>> Begin SUPPLIED MATERIAL

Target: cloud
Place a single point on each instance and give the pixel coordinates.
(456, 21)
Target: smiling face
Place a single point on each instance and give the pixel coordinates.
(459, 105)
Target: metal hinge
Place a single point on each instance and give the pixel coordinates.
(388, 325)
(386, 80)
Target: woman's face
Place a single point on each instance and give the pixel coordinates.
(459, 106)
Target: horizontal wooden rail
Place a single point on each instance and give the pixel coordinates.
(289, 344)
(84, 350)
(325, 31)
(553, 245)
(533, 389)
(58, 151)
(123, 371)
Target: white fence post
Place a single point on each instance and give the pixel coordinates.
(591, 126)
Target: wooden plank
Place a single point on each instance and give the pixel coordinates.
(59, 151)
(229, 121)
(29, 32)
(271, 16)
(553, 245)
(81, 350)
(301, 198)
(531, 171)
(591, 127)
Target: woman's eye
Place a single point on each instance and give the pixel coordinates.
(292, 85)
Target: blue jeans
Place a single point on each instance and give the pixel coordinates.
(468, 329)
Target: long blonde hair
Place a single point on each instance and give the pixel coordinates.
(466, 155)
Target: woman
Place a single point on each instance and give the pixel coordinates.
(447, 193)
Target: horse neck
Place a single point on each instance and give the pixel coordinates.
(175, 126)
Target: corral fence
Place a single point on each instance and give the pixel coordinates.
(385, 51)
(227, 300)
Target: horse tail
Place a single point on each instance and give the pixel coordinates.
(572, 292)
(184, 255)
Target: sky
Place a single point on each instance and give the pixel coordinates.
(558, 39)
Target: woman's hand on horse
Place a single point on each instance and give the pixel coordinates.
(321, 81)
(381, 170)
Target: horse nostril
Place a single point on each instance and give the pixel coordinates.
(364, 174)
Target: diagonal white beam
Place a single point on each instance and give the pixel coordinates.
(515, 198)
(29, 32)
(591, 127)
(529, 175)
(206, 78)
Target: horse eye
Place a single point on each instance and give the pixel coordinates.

>> End SUPPLIED MATERIAL
>> Begin SUPPLIED MATERIAL

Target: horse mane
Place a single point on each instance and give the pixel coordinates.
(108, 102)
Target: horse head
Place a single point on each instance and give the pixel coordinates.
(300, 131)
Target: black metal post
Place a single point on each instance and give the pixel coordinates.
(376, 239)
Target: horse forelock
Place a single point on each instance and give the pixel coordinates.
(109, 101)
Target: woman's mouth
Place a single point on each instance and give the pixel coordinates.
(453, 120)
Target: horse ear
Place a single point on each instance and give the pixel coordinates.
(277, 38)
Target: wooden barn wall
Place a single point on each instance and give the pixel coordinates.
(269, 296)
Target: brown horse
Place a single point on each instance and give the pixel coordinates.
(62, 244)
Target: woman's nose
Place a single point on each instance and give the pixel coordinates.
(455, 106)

>> End SUPPLIED MATERIAL

• **TASK BRIEF**
Which lines in the entries above contain the word "post"? Gather each one and copy it in full.

• **THE SOLUTION**
Target: white fence post
Target: black metal post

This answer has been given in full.